━━ DATA ENTRIES ━━

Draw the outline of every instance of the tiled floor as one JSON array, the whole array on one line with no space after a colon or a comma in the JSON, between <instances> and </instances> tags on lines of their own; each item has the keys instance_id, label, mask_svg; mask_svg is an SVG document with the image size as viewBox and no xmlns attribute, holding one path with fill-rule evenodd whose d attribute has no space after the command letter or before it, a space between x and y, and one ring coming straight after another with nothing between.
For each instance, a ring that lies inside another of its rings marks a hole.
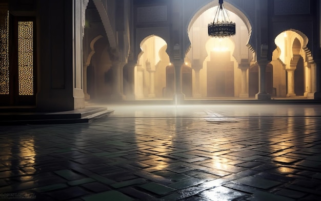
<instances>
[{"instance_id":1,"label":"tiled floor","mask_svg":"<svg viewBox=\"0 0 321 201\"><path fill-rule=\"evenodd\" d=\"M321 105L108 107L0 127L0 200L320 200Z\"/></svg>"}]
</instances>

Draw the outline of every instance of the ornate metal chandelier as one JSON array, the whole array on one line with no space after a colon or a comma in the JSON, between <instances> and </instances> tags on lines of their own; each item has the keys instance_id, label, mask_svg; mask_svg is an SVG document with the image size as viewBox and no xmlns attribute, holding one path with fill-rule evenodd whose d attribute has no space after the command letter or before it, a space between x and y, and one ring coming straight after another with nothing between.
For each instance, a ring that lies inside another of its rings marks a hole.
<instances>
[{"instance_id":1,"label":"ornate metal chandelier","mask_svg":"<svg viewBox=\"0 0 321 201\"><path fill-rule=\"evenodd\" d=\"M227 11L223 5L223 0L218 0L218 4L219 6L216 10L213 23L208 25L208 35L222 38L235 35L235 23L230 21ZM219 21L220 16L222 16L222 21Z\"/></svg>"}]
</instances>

━━━

## THE REQUEST:
All entries must be written out again exactly as given, with no pictures in the copy.

## RESPONSE TO THIS TASK:
Draw the outline of every instance of the tiled floor as one JSON array, the whole array on one line with no space after a colon or a comma in the JSON, between <instances> and </instances> tags on lines of their own; each item has the keys instance_id, label, mask_svg; mask_svg is an SVG document with the image size as viewBox and no xmlns attribute, holding one path with fill-rule evenodd whose d attribute has no space after the command letter or before it, a space between x and y, and one ring coming straight after another with nothing between.
For each instance, a ring that lies inside another of its rings marks a hole.
<instances>
[{"instance_id":1,"label":"tiled floor","mask_svg":"<svg viewBox=\"0 0 321 201\"><path fill-rule=\"evenodd\" d=\"M321 105L108 107L0 127L0 200L320 200Z\"/></svg>"}]
</instances>

Draw the outline of every instance of the ornate metal chandelier as one JSON array, the whole array on one line with no space after a colon or a comma in the JSON, between <instances> and </instances> tags on lines of their own; each item has the keys instance_id, label, mask_svg; mask_svg is an SVG document with the image size as viewBox and no xmlns attribute, holding one path with fill-rule evenodd whose d attribute has no space after the command letter or before it, a space between x and y, and one ring coming straight after another with nothing between.
For each instance, a ring that lies inside another of its rings marks a hole.
<instances>
[{"instance_id":1,"label":"ornate metal chandelier","mask_svg":"<svg viewBox=\"0 0 321 201\"><path fill-rule=\"evenodd\" d=\"M227 11L223 5L223 0L218 0L218 4L219 6L216 10L213 23L208 25L208 35L222 38L235 35L235 23L230 21ZM219 21L220 16L222 16L222 21Z\"/></svg>"}]
</instances>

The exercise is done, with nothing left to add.